--- Dataset records Enclosed Below ---

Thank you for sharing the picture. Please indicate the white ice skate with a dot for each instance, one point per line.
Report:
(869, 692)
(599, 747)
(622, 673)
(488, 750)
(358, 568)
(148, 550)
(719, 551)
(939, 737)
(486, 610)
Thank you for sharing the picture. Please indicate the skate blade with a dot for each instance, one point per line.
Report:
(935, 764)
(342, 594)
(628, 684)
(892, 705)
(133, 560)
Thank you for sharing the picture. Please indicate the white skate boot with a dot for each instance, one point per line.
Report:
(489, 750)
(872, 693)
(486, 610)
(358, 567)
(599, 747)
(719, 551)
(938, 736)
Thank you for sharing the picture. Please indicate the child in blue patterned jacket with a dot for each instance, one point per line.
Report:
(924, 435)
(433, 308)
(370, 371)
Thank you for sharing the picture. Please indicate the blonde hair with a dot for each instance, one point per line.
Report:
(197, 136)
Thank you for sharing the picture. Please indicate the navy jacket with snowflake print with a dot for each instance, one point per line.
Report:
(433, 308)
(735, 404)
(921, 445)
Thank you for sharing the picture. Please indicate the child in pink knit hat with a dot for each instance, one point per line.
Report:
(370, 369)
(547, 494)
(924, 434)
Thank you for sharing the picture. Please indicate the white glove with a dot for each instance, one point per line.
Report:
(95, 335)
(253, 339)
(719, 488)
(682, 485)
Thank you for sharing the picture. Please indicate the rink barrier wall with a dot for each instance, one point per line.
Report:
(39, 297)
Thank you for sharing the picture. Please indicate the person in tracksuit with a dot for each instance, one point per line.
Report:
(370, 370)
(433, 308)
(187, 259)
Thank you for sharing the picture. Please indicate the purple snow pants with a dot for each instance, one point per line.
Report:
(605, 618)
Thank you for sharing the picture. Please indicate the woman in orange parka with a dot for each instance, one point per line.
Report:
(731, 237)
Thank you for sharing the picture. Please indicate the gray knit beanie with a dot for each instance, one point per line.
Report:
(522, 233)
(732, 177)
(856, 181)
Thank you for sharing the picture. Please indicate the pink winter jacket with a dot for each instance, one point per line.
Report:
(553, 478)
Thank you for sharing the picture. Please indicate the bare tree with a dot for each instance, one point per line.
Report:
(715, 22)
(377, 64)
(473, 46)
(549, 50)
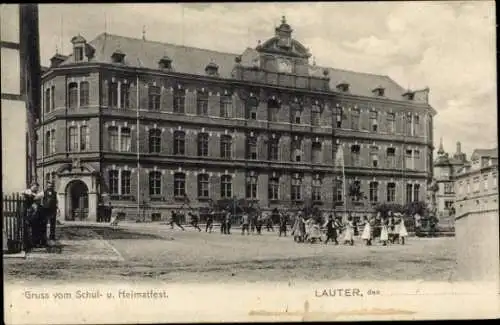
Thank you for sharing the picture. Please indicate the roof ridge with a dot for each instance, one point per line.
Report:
(163, 43)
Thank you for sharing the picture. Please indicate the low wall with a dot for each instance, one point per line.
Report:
(477, 240)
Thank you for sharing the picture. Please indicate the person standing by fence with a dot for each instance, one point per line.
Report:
(50, 210)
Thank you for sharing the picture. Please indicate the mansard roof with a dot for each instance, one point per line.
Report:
(191, 60)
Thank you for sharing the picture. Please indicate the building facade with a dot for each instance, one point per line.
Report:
(446, 168)
(20, 73)
(151, 123)
(476, 219)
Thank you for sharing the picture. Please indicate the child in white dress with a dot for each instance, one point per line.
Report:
(367, 231)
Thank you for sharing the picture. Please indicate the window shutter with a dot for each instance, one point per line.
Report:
(190, 102)
(133, 96)
(213, 105)
(104, 93)
(168, 142)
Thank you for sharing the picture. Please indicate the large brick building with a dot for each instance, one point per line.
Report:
(149, 122)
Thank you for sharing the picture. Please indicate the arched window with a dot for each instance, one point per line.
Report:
(73, 95)
(84, 93)
(203, 144)
(154, 141)
(179, 143)
(226, 186)
(179, 184)
(203, 186)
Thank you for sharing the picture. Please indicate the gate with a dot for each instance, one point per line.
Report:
(13, 223)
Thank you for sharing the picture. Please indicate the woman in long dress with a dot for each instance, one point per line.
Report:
(384, 232)
(349, 232)
(403, 233)
(367, 231)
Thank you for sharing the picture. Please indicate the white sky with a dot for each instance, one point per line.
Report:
(448, 46)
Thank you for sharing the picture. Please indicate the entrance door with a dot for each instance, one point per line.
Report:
(78, 200)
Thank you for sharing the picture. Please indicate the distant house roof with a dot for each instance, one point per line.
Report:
(191, 60)
(490, 153)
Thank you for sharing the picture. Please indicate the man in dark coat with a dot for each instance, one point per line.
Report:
(50, 210)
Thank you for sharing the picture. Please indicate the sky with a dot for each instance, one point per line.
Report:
(448, 46)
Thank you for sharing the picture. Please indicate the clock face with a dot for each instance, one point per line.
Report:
(284, 65)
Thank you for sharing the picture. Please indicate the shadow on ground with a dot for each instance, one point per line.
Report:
(104, 232)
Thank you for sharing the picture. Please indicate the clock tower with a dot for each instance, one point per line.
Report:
(283, 54)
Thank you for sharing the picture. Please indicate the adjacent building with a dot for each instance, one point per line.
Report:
(150, 123)
(446, 167)
(20, 87)
(476, 220)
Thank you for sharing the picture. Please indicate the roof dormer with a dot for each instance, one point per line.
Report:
(79, 45)
(409, 95)
(379, 91)
(118, 56)
(212, 69)
(165, 63)
(343, 86)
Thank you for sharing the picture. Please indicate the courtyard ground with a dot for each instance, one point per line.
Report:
(136, 252)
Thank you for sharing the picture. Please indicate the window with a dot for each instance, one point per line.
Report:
(315, 115)
(296, 189)
(391, 158)
(84, 138)
(251, 148)
(78, 54)
(316, 153)
(374, 120)
(316, 190)
(154, 93)
(225, 147)
(113, 94)
(203, 144)
(154, 141)
(202, 103)
(47, 100)
(73, 95)
(203, 186)
(355, 154)
(273, 149)
(391, 192)
(355, 119)
(373, 192)
(391, 118)
(374, 156)
(339, 191)
(126, 141)
(296, 114)
(155, 183)
(125, 95)
(73, 139)
(448, 188)
(48, 150)
(252, 106)
(273, 188)
(409, 192)
(114, 145)
(125, 182)
(179, 99)
(113, 182)
(226, 186)
(226, 106)
(179, 140)
(409, 159)
(84, 93)
(297, 150)
(339, 116)
(416, 192)
(251, 187)
(179, 184)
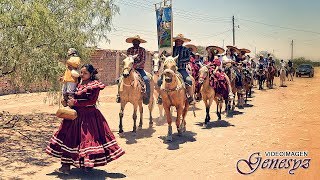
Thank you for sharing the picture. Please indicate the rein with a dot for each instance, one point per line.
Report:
(131, 84)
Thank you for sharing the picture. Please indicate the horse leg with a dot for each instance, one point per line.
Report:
(134, 117)
(178, 120)
(247, 92)
(150, 106)
(206, 121)
(141, 115)
(169, 121)
(184, 114)
(218, 109)
(123, 104)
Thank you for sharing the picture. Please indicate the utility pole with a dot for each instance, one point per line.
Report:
(234, 40)
(291, 50)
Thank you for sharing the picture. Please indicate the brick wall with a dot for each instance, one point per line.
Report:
(108, 62)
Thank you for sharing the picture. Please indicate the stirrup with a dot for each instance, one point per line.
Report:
(118, 100)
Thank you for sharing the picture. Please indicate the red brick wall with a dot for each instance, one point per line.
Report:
(105, 60)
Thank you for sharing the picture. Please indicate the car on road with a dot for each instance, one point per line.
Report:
(305, 69)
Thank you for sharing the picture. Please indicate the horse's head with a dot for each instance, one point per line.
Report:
(203, 73)
(170, 68)
(156, 60)
(128, 65)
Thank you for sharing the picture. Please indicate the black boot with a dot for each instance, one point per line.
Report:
(118, 100)
(159, 100)
(146, 98)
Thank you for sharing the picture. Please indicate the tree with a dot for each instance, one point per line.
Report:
(201, 50)
(36, 34)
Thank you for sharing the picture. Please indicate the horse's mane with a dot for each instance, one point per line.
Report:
(169, 60)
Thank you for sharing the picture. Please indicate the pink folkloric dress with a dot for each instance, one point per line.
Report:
(86, 141)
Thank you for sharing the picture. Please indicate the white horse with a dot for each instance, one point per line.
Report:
(282, 76)
(157, 69)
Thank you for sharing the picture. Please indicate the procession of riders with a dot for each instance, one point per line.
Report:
(184, 77)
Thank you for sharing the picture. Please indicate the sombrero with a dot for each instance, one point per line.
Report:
(192, 47)
(137, 37)
(235, 48)
(181, 37)
(219, 49)
(245, 50)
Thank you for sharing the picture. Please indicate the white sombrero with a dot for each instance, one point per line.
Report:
(192, 47)
(181, 37)
(137, 37)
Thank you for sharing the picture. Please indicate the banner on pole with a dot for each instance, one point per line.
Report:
(164, 29)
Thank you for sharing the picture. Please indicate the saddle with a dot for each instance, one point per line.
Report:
(140, 81)
(219, 83)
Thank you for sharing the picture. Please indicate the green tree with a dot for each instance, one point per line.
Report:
(36, 34)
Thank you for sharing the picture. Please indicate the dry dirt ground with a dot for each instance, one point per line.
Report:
(280, 119)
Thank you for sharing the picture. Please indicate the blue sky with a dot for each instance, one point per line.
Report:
(263, 25)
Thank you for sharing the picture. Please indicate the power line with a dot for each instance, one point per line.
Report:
(282, 27)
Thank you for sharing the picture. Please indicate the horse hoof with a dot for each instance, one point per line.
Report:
(121, 135)
(169, 139)
(134, 133)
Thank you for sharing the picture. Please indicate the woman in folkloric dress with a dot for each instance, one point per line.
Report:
(87, 141)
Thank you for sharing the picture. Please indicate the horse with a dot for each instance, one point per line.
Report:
(230, 72)
(173, 93)
(131, 91)
(261, 77)
(209, 95)
(157, 69)
(291, 73)
(247, 83)
(282, 76)
(271, 72)
(240, 87)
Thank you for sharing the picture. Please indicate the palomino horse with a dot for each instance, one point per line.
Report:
(173, 93)
(247, 83)
(131, 90)
(282, 76)
(157, 70)
(291, 73)
(261, 77)
(230, 72)
(240, 86)
(209, 95)
(271, 72)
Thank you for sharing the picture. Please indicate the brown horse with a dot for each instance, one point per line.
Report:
(291, 73)
(271, 72)
(157, 70)
(230, 72)
(208, 94)
(131, 90)
(173, 93)
(247, 83)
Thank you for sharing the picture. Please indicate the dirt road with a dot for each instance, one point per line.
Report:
(280, 119)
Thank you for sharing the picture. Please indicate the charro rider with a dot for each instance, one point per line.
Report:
(183, 60)
(138, 64)
(215, 65)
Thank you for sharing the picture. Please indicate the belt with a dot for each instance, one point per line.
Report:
(182, 65)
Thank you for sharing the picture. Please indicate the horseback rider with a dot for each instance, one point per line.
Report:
(215, 63)
(271, 62)
(290, 64)
(138, 64)
(195, 67)
(183, 60)
(261, 62)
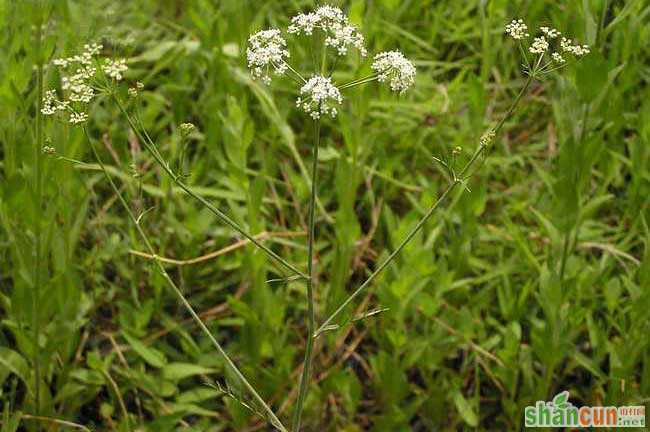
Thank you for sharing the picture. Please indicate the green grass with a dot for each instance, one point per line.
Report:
(536, 281)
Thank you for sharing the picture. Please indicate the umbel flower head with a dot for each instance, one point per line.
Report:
(393, 67)
(319, 95)
(339, 33)
(549, 42)
(77, 74)
(267, 50)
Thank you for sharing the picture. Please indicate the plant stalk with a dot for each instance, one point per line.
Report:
(272, 417)
(461, 178)
(311, 323)
(38, 162)
(151, 147)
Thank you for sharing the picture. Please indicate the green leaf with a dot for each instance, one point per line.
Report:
(465, 409)
(560, 399)
(178, 371)
(13, 363)
(151, 355)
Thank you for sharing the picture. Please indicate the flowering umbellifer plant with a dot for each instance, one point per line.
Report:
(85, 76)
(320, 96)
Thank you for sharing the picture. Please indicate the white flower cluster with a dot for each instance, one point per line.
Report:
(551, 33)
(83, 59)
(76, 85)
(267, 50)
(517, 29)
(542, 44)
(539, 45)
(77, 73)
(392, 66)
(319, 97)
(557, 57)
(339, 33)
(115, 68)
(576, 50)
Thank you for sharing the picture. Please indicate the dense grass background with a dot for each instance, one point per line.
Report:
(482, 320)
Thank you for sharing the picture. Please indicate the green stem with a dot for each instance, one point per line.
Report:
(274, 420)
(358, 81)
(151, 147)
(462, 177)
(304, 379)
(38, 152)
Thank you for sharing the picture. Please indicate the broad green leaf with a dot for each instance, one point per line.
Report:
(151, 355)
(465, 409)
(178, 371)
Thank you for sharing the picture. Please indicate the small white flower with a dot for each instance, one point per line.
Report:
(551, 33)
(487, 137)
(339, 33)
(267, 50)
(50, 103)
(115, 68)
(78, 117)
(392, 66)
(517, 29)
(539, 46)
(576, 50)
(558, 58)
(319, 97)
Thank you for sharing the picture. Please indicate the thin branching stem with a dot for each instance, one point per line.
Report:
(38, 179)
(461, 178)
(145, 239)
(311, 318)
(151, 147)
(358, 81)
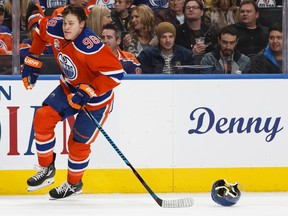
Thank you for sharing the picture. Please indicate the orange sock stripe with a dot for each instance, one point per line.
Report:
(74, 177)
(46, 159)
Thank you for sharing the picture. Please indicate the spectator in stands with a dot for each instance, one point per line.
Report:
(121, 15)
(33, 7)
(83, 3)
(5, 34)
(253, 36)
(107, 3)
(207, 3)
(7, 21)
(155, 4)
(52, 4)
(26, 43)
(270, 59)
(173, 14)
(141, 31)
(111, 36)
(222, 13)
(266, 3)
(167, 57)
(193, 28)
(99, 16)
(225, 59)
(5, 40)
(2, 13)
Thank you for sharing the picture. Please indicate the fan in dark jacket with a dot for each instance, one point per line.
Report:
(166, 57)
(269, 61)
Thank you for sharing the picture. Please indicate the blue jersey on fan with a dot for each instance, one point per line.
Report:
(153, 3)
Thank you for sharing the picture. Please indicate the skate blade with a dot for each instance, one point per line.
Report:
(46, 183)
(76, 193)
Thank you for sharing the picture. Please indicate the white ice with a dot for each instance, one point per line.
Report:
(264, 204)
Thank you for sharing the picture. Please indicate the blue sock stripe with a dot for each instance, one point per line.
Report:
(77, 166)
(44, 147)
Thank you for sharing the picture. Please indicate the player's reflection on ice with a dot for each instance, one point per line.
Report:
(264, 204)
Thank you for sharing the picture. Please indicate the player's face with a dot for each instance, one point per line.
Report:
(167, 41)
(108, 37)
(227, 43)
(275, 41)
(72, 27)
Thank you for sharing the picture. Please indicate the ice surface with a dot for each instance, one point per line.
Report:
(264, 204)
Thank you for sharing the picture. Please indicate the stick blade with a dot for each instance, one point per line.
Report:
(179, 203)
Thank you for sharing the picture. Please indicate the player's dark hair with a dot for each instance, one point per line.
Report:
(114, 28)
(75, 9)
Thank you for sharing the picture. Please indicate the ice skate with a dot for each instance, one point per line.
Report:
(43, 178)
(66, 190)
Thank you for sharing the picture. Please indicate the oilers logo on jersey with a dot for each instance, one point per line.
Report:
(68, 66)
(56, 44)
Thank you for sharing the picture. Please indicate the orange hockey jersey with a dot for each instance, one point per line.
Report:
(83, 60)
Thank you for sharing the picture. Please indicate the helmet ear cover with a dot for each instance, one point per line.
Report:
(225, 194)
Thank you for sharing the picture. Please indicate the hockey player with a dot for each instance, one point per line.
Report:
(90, 71)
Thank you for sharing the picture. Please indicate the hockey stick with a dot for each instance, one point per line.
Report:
(178, 203)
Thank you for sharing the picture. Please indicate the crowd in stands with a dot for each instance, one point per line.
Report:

--- End of Enclosed Dataset records ---

> Your instructions
Find "Thank you for sharing the picture. Please indicate the blue sky" in the entries above and copy that whole line exactly, then each line after it through the line that contains "the horse with".

> Result
Thank you for sharing the picture. Please indicate the blue sky with a dot for each instance, one point per line.
Report:
(263, 25)
Thank you for sharing the picture. Please indicate the power line with a dot for each instance, one point per line.
Report:
(282, 27)
Thank you for sharing the picture. Please indicate the horse hoof with a dot for each instance, one point per line.
Report:
(121, 135)
(169, 139)
(134, 133)
Thank you for sharing the picture. Please indicate the woman in folkloric dress with a dot for each instance, one point per line.
Report:
(87, 141)
Thank you for sharing the picture. Please indicate the horse with a dot for each instance, one point per line.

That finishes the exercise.